-- BEGIN --
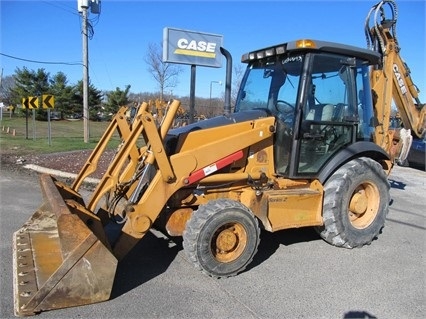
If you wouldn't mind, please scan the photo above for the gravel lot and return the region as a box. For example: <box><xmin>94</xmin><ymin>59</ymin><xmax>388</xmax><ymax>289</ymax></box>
<box><xmin>0</xmin><ymin>152</ymin><xmax>426</xmax><ymax>319</ymax></box>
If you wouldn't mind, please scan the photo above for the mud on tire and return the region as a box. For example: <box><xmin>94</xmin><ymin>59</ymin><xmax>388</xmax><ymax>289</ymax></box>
<box><xmin>183</xmin><ymin>199</ymin><xmax>260</xmax><ymax>277</ymax></box>
<box><xmin>316</xmin><ymin>157</ymin><xmax>389</xmax><ymax>248</ymax></box>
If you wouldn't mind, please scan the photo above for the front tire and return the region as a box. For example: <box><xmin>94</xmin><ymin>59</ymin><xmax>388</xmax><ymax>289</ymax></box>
<box><xmin>183</xmin><ymin>199</ymin><xmax>260</xmax><ymax>278</ymax></box>
<box><xmin>316</xmin><ymin>157</ymin><xmax>390</xmax><ymax>248</ymax></box>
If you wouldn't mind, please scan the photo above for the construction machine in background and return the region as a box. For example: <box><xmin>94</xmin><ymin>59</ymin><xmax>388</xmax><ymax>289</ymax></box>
-- END --
* **THE PROBLEM**
Rewrite all the entries, replacing every "region" with "area" and leaving everything else as it is. Omit the pictures from your answer.

* **RESULT**
If you wouldn't mind, please scan the photo above for the gravel lot and return the area as a box. For example: <box><xmin>94</xmin><ymin>59</ymin><xmax>388</xmax><ymax>289</ymax></box>
<box><xmin>0</xmin><ymin>152</ymin><xmax>426</xmax><ymax>319</ymax></box>
If you wouldn't mind, please scan the photo above for the mud on tire and return the area as a box. For example: <box><xmin>94</xmin><ymin>59</ymin><xmax>388</xmax><ymax>289</ymax></box>
<box><xmin>183</xmin><ymin>199</ymin><xmax>260</xmax><ymax>277</ymax></box>
<box><xmin>316</xmin><ymin>157</ymin><xmax>389</xmax><ymax>248</ymax></box>
If you wouldn't mind, please scan the photo above for the front tire and return the area as a box. For example: <box><xmin>94</xmin><ymin>59</ymin><xmax>388</xmax><ymax>289</ymax></box>
<box><xmin>183</xmin><ymin>199</ymin><xmax>260</xmax><ymax>278</ymax></box>
<box><xmin>316</xmin><ymin>157</ymin><xmax>390</xmax><ymax>248</ymax></box>
If you wouldn't mind, please scan the photo above for the construction machine in background and return the area as a box. For example: <box><xmin>94</xmin><ymin>59</ymin><xmax>388</xmax><ymax>289</ymax></box>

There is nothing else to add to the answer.